## Task details
Type out the data below in its entirety, exactly as given.

Point-per-instance localization data:

════════

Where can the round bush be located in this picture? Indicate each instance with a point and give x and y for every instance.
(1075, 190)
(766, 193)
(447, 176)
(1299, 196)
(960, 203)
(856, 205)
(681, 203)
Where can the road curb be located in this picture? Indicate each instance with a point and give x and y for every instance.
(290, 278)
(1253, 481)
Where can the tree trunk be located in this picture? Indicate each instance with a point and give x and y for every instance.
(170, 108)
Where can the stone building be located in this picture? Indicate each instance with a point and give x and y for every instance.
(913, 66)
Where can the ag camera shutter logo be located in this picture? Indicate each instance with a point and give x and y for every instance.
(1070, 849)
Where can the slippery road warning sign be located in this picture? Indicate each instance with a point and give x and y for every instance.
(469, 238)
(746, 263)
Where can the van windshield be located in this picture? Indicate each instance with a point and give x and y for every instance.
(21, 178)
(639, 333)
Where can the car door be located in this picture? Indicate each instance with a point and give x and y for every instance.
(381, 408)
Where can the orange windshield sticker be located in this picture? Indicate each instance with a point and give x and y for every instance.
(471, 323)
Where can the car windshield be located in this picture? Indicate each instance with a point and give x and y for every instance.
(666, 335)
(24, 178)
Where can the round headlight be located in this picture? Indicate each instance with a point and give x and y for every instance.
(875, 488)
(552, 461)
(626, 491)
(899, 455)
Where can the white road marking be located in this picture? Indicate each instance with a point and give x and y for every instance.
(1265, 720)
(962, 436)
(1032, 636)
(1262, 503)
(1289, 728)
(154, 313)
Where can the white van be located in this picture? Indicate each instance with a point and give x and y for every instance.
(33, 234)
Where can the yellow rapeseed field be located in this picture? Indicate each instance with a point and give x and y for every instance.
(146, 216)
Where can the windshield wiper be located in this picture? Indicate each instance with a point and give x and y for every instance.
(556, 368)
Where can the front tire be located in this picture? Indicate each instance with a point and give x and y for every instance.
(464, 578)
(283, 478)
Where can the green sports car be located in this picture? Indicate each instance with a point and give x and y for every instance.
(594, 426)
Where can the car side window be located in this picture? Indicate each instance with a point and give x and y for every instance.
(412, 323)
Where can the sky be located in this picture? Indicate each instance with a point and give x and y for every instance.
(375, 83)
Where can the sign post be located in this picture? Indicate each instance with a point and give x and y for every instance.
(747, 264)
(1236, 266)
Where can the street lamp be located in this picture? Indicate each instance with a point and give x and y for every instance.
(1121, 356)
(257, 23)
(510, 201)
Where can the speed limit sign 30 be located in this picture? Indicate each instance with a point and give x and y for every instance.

════════

## Response area
Where can the round bush be located in this picture? Indicate each instance with a point and give x and y for every instance.
(1075, 190)
(766, 193)
(447, 176)
(1299, 196)
(960, 203)
(856, 205)
(681, 203)
Where can the road curb be located in this picture? Indicate each instance with a point and give x and y for every instance.
(290, 278)
(1253, 481)
Where can the tree trunk be located in this picture? Indicate each instance with a point and give x and y for every instance.
(170, 108)
Where can the stone building be located in this picture? Indicate each instance with a point and give x and y for every instance.
(913, 66)
Where can the ag camera shutter logo be located in this picture? Indicate each instance with a point and give x and y for every instance.
(1070, 849)
Where can the slippery road warning sign be located in this picture? Indicate each instance with a point and give x and y for every instance.
(469, 238)
(746, 263)
Where can the van windshield be located in this picture? Indicate each instance with a point and give x and y for every instance.
(21, 178)
(639, 333)
Where can the car door be located in this picture? Indicate each instance with a point and give x and y for every instance.
(381, 408)
Where can the orange windshield sticker be located in this picture? Indicate each instance with a point and give x and y for every instance.
(471, 323)
Where can the car windshield be located in this picture? Indicate each instance with a point and give x and y for every instance.
(666, 335)
(24, 178)
Where can the round headlight be located in this picture? Indicate each instance with a point and give x and y for every instance.
(875, 488)
(552, 461)
(626, 491)
(899, 455)
Where can the white road marking be located in this picture? Indicate each instance with a point and give x and y for every instance.
(1265, 720)
(962, 436)
(1032, 636)
(1262, 503)
(1289, 728)
(154, 313)
Where can the white van be located in this picture? Indicate each instance with a point and give x and y for every instance.
(33, 234)
Where can the yellow rapeseed field be located in this picture? Indicate each instance with a point and give x and y for every instance.
(146, 216)
Where can the windshield wiper be located in this picture? Indicate each instance with a point and give x and y for every instance.
(556, 368)
Where can the front tire be located in this picture? Indicate each instance with a point and give x and y for every instance.
(464, 578)
(283, 478)
Where can the green sports car be located in this picture? Indicate each instance with a point and give x and y for every instance.
(594, 426)
Where can the car side window be located in this picture? Indicate each instance with a point and give x and y for every instance.
(412, 323)
Where can the sky be located in this picture? Indicate each instance with a point and give x and y for every instance.
(375, 83)
Where can the sign post be located in this picture? Indicate each instance with a point and give x and y for every instance.
(747, 264)
(1236, 266)
Where can the street lamp be located in this picture? Indicate each instance with a point and give x and y for every instance.
(1121, 356)
(257, 23)
(510, 201)
Where can the speed limit sign 30 be located in this picture? Indicate each instance with a point and give x and y for every instance.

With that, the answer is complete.